REQUIREMENTS. Retype the lines below, starting with the line that contains "Presence check — any beige" and ending with the line that contains "xmin=176 ymin=99 xmax=187 ymax=115", both included, without changing anything.

DATASET RECORDS.
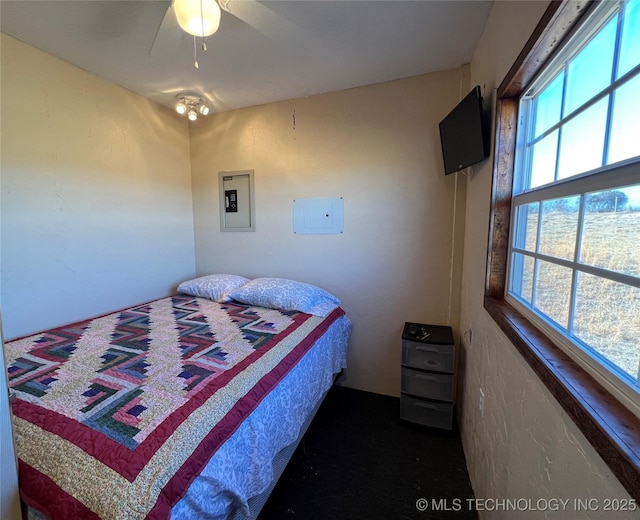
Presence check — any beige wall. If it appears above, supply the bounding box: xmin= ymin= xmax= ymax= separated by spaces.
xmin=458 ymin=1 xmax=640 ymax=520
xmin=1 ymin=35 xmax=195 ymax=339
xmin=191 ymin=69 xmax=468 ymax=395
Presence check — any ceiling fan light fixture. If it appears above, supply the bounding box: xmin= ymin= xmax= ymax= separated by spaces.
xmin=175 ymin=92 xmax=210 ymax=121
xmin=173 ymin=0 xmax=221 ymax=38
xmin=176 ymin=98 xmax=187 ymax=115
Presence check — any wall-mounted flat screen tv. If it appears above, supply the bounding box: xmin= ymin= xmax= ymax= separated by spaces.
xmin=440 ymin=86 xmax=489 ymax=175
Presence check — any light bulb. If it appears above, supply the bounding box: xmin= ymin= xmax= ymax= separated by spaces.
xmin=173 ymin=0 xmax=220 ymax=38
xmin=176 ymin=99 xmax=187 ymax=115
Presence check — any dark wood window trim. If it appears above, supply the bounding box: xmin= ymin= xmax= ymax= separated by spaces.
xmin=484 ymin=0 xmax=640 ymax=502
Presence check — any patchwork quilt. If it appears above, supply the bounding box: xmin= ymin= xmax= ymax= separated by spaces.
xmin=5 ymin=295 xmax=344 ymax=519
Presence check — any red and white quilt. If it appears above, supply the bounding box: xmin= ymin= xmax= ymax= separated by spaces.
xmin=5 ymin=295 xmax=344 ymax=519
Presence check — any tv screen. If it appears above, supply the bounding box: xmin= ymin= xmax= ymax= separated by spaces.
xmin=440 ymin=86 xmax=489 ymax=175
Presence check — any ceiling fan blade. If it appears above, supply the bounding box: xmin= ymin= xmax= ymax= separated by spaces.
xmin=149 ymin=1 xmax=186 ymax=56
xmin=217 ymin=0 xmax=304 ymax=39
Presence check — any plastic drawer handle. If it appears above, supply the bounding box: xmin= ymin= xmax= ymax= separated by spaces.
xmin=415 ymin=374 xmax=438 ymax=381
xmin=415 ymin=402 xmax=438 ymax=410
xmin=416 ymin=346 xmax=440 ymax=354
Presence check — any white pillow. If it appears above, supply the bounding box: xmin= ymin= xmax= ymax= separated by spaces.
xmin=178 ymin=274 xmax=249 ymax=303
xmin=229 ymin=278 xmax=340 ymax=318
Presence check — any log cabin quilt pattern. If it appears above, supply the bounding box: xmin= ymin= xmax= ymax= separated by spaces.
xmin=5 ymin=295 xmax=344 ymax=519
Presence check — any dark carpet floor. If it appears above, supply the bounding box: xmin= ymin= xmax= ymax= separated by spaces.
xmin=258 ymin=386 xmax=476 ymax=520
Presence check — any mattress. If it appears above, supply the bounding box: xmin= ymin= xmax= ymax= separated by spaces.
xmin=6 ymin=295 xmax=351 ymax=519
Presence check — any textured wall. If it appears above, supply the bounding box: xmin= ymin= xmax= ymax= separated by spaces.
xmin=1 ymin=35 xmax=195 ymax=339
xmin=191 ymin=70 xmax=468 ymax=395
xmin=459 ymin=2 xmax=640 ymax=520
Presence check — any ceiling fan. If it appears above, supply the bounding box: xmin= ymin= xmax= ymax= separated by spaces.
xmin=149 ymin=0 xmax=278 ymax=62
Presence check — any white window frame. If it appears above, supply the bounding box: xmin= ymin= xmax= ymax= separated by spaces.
* * *
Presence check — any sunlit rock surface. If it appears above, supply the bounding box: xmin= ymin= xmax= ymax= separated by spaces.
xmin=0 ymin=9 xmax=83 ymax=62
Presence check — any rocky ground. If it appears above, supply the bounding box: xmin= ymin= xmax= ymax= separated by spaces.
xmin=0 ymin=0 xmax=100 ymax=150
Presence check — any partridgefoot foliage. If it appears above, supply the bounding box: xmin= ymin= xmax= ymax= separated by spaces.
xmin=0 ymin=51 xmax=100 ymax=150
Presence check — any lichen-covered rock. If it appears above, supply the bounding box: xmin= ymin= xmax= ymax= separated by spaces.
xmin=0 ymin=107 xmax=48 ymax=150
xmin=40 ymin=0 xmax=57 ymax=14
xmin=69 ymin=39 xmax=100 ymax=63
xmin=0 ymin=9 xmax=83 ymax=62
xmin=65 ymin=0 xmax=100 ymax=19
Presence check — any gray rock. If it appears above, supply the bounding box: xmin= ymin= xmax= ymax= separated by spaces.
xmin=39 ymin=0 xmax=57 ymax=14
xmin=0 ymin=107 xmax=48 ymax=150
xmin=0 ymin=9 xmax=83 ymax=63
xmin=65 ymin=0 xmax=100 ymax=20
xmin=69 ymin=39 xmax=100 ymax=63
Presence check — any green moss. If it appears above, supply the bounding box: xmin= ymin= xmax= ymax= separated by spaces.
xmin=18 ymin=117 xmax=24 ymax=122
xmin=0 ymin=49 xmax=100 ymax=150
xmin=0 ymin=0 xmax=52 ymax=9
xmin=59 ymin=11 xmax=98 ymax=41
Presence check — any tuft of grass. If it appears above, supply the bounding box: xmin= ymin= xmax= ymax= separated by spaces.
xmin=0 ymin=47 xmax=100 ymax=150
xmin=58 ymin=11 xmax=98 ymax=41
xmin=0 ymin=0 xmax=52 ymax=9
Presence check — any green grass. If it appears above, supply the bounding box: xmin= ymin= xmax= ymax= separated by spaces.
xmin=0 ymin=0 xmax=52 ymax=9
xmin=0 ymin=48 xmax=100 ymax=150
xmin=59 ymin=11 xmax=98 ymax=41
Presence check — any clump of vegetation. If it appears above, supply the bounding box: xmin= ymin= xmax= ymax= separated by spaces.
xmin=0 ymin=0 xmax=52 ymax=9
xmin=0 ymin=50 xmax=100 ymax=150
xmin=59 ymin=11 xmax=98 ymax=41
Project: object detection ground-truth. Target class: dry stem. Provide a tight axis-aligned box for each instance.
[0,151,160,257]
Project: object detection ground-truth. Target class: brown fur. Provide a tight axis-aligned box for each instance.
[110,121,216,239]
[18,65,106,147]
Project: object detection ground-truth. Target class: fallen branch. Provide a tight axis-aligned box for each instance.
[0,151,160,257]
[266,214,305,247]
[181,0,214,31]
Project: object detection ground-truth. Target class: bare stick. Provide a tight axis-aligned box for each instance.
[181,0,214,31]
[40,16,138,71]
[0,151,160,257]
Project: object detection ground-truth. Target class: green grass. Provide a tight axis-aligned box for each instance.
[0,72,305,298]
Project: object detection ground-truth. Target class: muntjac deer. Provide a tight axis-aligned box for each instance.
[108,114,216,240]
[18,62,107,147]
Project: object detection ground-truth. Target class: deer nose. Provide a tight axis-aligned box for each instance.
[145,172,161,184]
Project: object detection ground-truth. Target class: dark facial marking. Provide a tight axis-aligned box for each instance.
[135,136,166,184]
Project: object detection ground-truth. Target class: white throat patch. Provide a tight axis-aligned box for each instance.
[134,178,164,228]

ANSWER TO THIS TASK.
Presence check — any beige wall. If it appears above, supply the bounding box: xmin= ymin= xmax= ymax= separated by spaces.
xmin=458 ymin=1 xmax=640 ymax=520
xmin=1 ymin=35 xmax=195 ymax=339
xmin=191 ymin=69 xmax=468 ymax=395
Presence check — any ceiling fan light fixture. If it appears above, supply the bounding box: xmin= ymin= xmax= ymax= separated by spaces.
xmin=175 ymin=92 xmax=210 ymax=121
xmin=173 ymin=0 xmax=221 ymax=38
xmin=176 ymin=98 xmax=187 ymax=115
Presence check — any wall-mounted flat screen tv. If it appears above, supply the bounding box: xmin= ymin= xmax= ymax= separated by spaces.
xmin=440 ymin=86 xmax=489 ymax=175
Presence check — any light bulb. If it appears above, supply the bounding box: xmin= ymin= xmax= ymax= separated by spaces.
xmin=173 ymin=0 xmax=220 ymax=38
xmin=176 ymin=99 xmax=187 ymax=115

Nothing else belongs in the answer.